Instruction: The text on reaching orbit with fusion power names a drawback of the mass ejector for a crewed ship. What is it?

═══ Given text ═══

Any non-chemical means to orbit if we had fusion?

Okay, here’s the scenario. Let’s assume that two things happen in the next few months.
[ol]
[li]I suddenly inherit an embarrassingly large fortune from a relative I didn’t know I had. (Ha!)[/li][li]A working nuclear fusion reactor is developed that puts out very little radiation and scads of electrical power from a smallish package. Perhaps Proton Boron 11 fusion.[/li][/ol]
I decide that I will use my new fortune to build an awesome, kick-a*se space ship. What are my options for getting my ship into orbit without using chemical rockets? Preference is given for the most purely electrical and most reusable engine.

Thanks for your help!

You could generate enough electricity for a mass ejector. It’s like a railgun/LHC but it flings things into orbit using the same principles.

There are serious proposals for laser driven craft, where the laser remains on the ground, and enough energy is imparted via the beam onto the craft that it can reach space.

The problem with mass ejector is that all the acceleration happens right at the start. You would be pureed by the time you reached orbital velocity.

Also there has been serious work on direct nuclear powered rocket engines. However materials issues, amongst others, tend to prevent them being viable for the first stage, limiting their use to upper stages or outer space duty. These were all fission reactors, but a fusion reactor would be beset with the same problems.

Your fictional device actually appears to have solved two problems, not one. Not just a useful fusion reactor, but how to make electricity with it. If we ever do get a viable fusion reactor, no-one really expects anything other than the traditional method of boiling water to drive turbines for the electricity part. Magnetohydrodynamic ideas are even more fanciful than the fusion.

═══ Information given ═══

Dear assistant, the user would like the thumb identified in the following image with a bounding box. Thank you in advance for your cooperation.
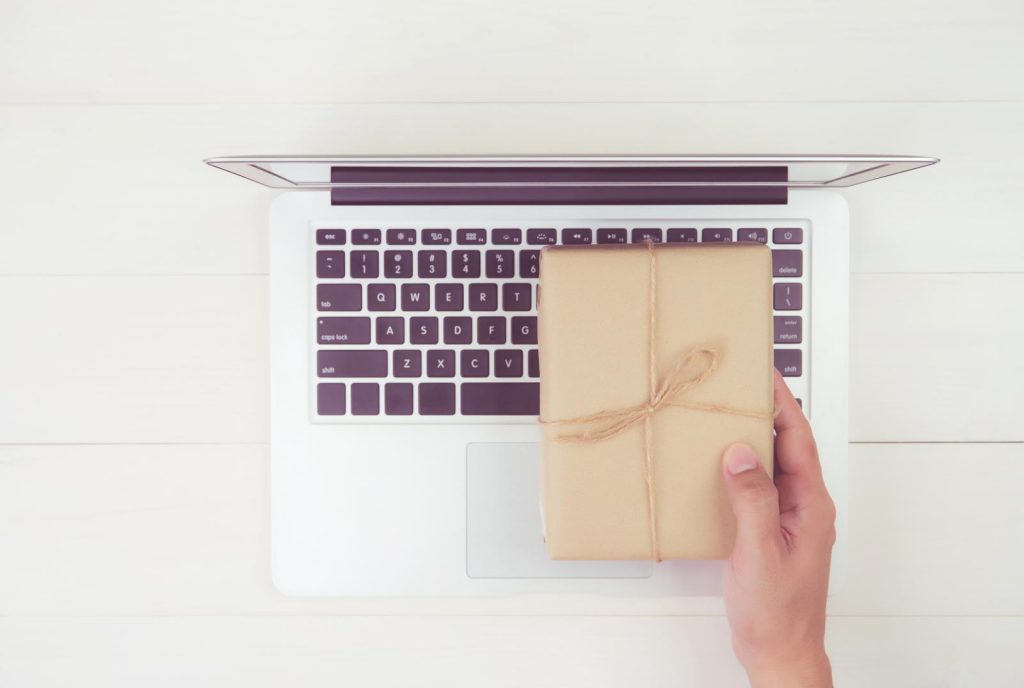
[722,443,779,553]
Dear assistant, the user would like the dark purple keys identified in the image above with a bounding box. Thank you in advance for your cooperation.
[526,227,557,246]
[461,382,541,416]
[384,382,413,416]
[490,228,522,246]
[775,349,804,378]
[401,285,430,310]
[632,227,662,244]
[352,229,381,246]
[409,316,437,344]
[562,227,593,244]
[416,251,447,278]
[316,285,362,310]
[421,229,452,246]
[374,317,406,344]
[597,227,627,244]
[512,315,537,344]
[391,349,422,378]
[351,382,381,416]
[427,349,455,378]
[452,251,480,280]
[736,227,768,244]
[316,317,370,344]
[469,283,498,310]
[495,349,522,378]
[348,251,380,278]
[773,283,804,310]
[700,227,732,244]
[316,251,345,280]
[419,382,455,416]
[773,315,804,344]
[434,284,463,310]
[771,227,804,244]
[459,349,490,378]
[316,229,345,246]
[367,284,396,310]
[771,249,804,277]
[387,229,416,245]
[669,227,697,244]
[502,283,534,310]
[316,349,387,378]
[456,229,487,244]
[476,316,505,344]
[316,382,345,416]
[442,315,473,344]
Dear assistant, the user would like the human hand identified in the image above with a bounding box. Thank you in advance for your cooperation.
[722,372,836,688]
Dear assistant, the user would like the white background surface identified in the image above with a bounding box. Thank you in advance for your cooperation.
[0,0,1024,688]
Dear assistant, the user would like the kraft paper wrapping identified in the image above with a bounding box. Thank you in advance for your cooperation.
[538,244,773,559]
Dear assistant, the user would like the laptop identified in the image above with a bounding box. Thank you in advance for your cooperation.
[207,156,937,597]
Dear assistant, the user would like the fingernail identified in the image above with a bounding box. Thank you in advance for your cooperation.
[724,442,758,475]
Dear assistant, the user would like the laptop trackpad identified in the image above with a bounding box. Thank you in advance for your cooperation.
[466,442,653,578]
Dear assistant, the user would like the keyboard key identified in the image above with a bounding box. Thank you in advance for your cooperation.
[434,284,463,310]
[597,227,627,244]
[401,285,430,310]
[417,251,447,278]
[442,316,473,344]
[736,227,768,244]
[469,283,498,310]
[384,382,413,416]
[775,349,804,378]
[316,349,387,378]
[316,285,362,310]
[348,251,380,278]
[420,229,452,246]
[387,229,416,246]
[367,284,396,310]
[771,227,804,244]
[669,227,697,244]
[773,315,804,344]
[409,316,437,344]
[316,317,370,344]
[461,382,541,416]
[419,382,455,416]
[490,229,522,246]
[452,251,480,278]
[391,349,423,378]
[771,249,804,277]
[427,349,455,378]
[459,349,490,378]
[502,283,534,310]
[316,382,345,416]
[700,227,732,243]
[773,283,804,310]
[562,227,592,244]
[352,229,381,246]
[316,251,345,280]
[375,317,406,344]
[476,316,505,344]
[316,229,345,246]
[352,382,381,416]
[512,315,537,344]
[495,349,522,378]
[456,229,487,244]
[526,227,558,246]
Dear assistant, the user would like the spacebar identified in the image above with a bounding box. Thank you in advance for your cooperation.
[460,382,541,416]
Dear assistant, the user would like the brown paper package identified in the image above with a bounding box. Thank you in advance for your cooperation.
[538,244,773,559]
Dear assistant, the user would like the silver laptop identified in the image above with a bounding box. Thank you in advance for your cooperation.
[207,156,936,596]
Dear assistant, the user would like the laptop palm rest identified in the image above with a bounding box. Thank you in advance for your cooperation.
[466,442,653,578]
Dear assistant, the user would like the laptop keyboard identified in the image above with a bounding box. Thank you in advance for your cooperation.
[312,220,809,423]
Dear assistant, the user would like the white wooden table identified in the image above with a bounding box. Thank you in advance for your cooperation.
[0,0,1024,688]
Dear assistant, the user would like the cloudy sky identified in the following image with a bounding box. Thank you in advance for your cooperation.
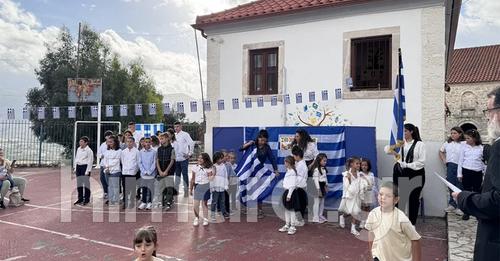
[0,0,500,119]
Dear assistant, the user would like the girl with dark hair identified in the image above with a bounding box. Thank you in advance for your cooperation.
[311,153,328,223]
[392,123,425,225]
[457,130,486,220]
[290,129,319,171]
[439,127,464,215]
[240,130,279,218]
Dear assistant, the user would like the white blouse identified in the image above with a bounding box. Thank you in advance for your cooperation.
[457,144,485,177]
[401,140,425,170]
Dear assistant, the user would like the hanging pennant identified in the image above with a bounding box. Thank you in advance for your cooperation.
[257,96,264,107]
[177,102,184,113]
[245,98,252,109]
[321,90,328,101]
[90,106,99,118]
[52,107,61,119]
[38,107,45,120]
[295,92,302,103]
[203,101,212,111]
[23,107,30,120]
[217,100,224,111]
[335,88,342,100]
[7,108,16,120]
[189,101,198,112]
[120,104,128,117]
[233,98,240,110]
[271,95,278,106]
[68,106,76,119]
[106,105,113,118]
[163,102,170,115]
[309,92,316,102]
[135,104,142,116]
[149,103,156,115]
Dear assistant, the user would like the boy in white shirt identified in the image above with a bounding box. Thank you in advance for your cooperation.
[121,136,139,209]
[365,182,421,261]
[73,136,94,205]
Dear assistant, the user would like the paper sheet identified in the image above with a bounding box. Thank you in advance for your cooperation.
[434,172,462,192]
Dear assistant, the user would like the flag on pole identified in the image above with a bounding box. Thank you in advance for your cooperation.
[163,102,170,115]
[189,101,198,112]
[177,102,184,113]
[135,104,142,116]
[38,107,45,120]
[90,106,99,118]
[120,104,128,117]
[233,98,240,110]
[271,95,278,106]
[68,106,76,119]
[52,107,61,119]
[7,108,16,120]
[285,94,290,104]
[309,92,316,102]
[295,92,302,103]
[321,90,328,101]
[245,98,252,109]
[217,100,224,111]
[149,103,156,115]
[389,49,406,153]
[203,101,212,111]
[257,96,264,107]
[23,107,30,120]
[106,105,113,118]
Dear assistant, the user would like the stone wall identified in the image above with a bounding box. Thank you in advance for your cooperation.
[446,82,500,141]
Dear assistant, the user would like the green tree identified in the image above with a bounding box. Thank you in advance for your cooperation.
[26,25,163,151]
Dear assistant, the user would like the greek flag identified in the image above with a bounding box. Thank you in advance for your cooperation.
[389,49,406,152]
[135,123,165,138]
[235,127,345,204]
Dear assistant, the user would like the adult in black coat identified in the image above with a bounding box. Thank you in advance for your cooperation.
[453,87,500,261]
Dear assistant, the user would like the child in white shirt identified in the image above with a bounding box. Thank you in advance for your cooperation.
[365,182,421,261]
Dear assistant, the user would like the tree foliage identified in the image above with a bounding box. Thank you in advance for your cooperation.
[26,25,163,148]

═══

The answer: All the acceleration happens right at the start, so you would be pureed by the time you reached orbital velocity.